+++ DATASET RECORDS

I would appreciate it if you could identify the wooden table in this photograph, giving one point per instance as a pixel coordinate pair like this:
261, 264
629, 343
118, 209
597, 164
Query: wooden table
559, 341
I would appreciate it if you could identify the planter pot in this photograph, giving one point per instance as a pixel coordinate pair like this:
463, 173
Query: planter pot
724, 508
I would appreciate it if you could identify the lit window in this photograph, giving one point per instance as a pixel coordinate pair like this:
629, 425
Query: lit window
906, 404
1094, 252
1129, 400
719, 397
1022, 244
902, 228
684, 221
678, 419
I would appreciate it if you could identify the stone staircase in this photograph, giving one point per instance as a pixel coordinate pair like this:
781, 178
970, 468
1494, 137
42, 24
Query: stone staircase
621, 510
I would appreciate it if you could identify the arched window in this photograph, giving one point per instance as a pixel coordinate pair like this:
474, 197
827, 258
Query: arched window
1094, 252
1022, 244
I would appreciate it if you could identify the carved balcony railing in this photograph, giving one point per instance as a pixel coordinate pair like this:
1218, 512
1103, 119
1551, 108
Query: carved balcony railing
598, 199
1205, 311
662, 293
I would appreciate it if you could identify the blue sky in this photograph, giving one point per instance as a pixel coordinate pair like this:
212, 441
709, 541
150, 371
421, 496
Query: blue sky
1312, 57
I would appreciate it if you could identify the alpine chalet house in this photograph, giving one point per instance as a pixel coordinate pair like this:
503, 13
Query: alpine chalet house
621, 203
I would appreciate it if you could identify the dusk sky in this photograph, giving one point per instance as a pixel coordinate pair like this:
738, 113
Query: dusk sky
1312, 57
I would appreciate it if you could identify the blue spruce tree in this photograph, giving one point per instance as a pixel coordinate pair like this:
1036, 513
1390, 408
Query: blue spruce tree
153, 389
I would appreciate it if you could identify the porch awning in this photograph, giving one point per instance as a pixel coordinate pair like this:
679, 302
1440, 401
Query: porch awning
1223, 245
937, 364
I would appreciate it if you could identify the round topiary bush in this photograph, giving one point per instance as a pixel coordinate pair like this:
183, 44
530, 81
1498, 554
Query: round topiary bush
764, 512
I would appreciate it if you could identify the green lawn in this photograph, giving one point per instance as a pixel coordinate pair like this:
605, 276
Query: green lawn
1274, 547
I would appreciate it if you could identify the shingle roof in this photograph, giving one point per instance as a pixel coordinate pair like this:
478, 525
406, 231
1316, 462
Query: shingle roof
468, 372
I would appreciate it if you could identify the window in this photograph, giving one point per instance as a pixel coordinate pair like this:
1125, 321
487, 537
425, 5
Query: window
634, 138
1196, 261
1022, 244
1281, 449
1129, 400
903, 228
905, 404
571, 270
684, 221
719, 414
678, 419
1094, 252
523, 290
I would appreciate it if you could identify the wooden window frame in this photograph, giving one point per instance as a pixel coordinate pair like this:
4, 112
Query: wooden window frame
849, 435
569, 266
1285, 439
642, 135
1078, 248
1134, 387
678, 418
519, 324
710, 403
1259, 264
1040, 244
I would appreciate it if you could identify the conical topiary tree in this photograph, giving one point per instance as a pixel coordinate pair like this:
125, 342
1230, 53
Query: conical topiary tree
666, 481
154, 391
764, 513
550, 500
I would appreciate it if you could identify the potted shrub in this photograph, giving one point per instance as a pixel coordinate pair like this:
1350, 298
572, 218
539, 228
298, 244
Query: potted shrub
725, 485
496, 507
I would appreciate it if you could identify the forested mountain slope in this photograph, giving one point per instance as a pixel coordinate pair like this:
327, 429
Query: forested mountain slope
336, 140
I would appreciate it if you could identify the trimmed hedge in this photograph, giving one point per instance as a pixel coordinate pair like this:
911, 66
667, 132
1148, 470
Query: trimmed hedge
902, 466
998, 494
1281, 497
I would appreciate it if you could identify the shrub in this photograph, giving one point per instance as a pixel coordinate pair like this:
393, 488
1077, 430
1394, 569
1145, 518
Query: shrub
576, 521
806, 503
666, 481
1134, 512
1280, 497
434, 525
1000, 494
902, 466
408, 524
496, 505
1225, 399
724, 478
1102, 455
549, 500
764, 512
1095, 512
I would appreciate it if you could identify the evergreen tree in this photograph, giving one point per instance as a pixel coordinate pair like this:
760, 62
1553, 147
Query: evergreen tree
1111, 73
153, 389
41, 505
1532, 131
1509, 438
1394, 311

++++++

- **GIVEN PROBLEM**:
Return all of the data exactly as it reads.

- **EXERCISE ANSWER**:
I would appreciate it if you could identify the wooden table in this photograph, giving one point per instance as a pixel coordinate pair like this:
261, 264
629, 343
118, 209
597, 164
Query: wooden table
559, 341
I would appreciate it if you could identify the planter pot in this photograph, giving one point per instance as a pixel coordinate pair like this:
463, 173
Query: planter pot
724, 508
I would appreciate it if you could identify the lit window in this photograph, giving one point per instance as a pixel coordinate pair like this:
629, 425
Query: lit window
906, 404
1094, 252
1129, 400
719, 397
1022, 244
902, 228
684, 221
678, 419
I would appreciate it if you could identify the stone staircase in this photograph, giving one point per instance as a pixel coordinate pair like this:
781, 178
970, 468
1494, 137
42, 24
Query: stone staircase
621, 510
I would appreciate it if you could identify the arched window in this photograph, giving one point per instance as a pixel coordinate pair like this:
474, 197
827, 258
Query: arched window
1094, 252
1022, 244
I would appreciate it if you could identify the carved balcony railing in this photograph, giving one point per instance as a pixel coordinate pair like this:
1218, 512
1103, 119
1551, 108
Query: carved balcony railing
598, 199
1205, 311
662, 293
I would appreciate it if you could identify the blue sky in this photograph, giving one point per instance as a pixel coordinate pair like this:
212, 441
709, 541
150, 371
421, 496
Query: blue sky
1312, 57
I would appreciate it if you could identify the alpine chalet house in this photograph, giving one point per instance as a pixel coordinate pair like this:
503, 13
Query: alpine chalet house
621, 203
I would appreciate it if you could identify the dusk sky in this photograph, giving one point per instance as a pixel coordinate pair like this:
738, 113
Query: dusk sky
1312, 57
I would appreciate it if you could identify the blue spruce tree in this photograph, giving one point per instance as a pixel coordinate pair like this:
1036, 513
1390, 408
Query: blue spruce tree
153, 389
I would appreciate it if you could identify the porch awning in this photograph, giving one point per instance as a pixel coordinate pair like this:
679, 302
1440, 401
Query: porch awning
1223, 245
937, 364
I would appreciate it if you could identify the round topiary bush in this photograph, giving one point per instance as a pixel coordinate pair like this:
183, 44
530, 81
1498, 554
Query: round topiary bush
764, 512
I would appreciate it if you could identify the green lawn in this photograph, giving one point per instance as a pixel coordinate pair like this:
605, 276
Query: green lawn
1274, 547
I would appreciate it if you could identify the shingle roof in this photograph, giving one point per instance as a pixel coordinate pair like this:
478, 525
406, 231
1316, 462
Query: shingle roof
468, 372
I would appreciate it if you could identify the window in this photograph, giving one point per instance as a pixel coordinate pair like this:
1125, 321
487, 537
425, 5
Query: window
634, 138
1196, 261
1022, 244
1281, 449
1129, 400
903, 228
905, 404
571, 270
684, 221
719, 414
678, 419
1094, 252
523, 290
I would appreciate it if you could identify the wooden window frame in this photograph, giving one point per instance as a pixel coordinate pair like this:
4, 112
Query: wooden window frame
849, 435
569, 266
1285, 439
642, 135
1078, 248
1134, 387
678, 418
519, 324
710, 403
1259, 264
1040, 244
I would appreciate it if you could identify the conical topiary tree in this photograph, giving one point per instance as a pixel coordinate pair like this:
125, 342
1230, 53
Query: conical topiary tree
666, 481
154, 391
764, 513
550, 500
I would appreciate it if you could identify the potted shrub in this photograph, giving one point per instance as a pixel coordinate pair like this:
1350, 298
572, 218
539, 228
298, 244
Query: potted shrub
725, 485
496, 507
I would appreciate it if you could identify the forested mountain slope in this photograph, giving one point per instance as a pixel coordinate pair like this:
327, 429
Query: forested mountain slope
336, 140
I would appreciate it if you could identify the trimmed hedge in this photograph, giving one point per instance as a pixel coordinate pair like this:
911, 66
667, 132
1148, 470
Query: trimmed hedge
902, 466
998, 494
1281, 497
I would appreciate it if you could identify the shrub in this photograph, giving one point per instance as a pixel coordinate pair like this:
393, 488
1077, 430
1394, 569
1145, 518
Query: shrub
576, 521
806, 503
666, 481
1134, 512
1280, 497
434, 525
1000, 494
902, 466
408, 524
496, 505
1225, 399
724, 478
1102, 455
549, 500
764, 512
1095, 512
I would appreciate it if you could identify the evergreen tree in this photograph, giving one point per instance as a pixel coordinate pair like this:
760, 62
1553, 147
Query: evergreen tree
1111, 73
153, 389
41, 505
1532, 131
1509, 438
1394, 311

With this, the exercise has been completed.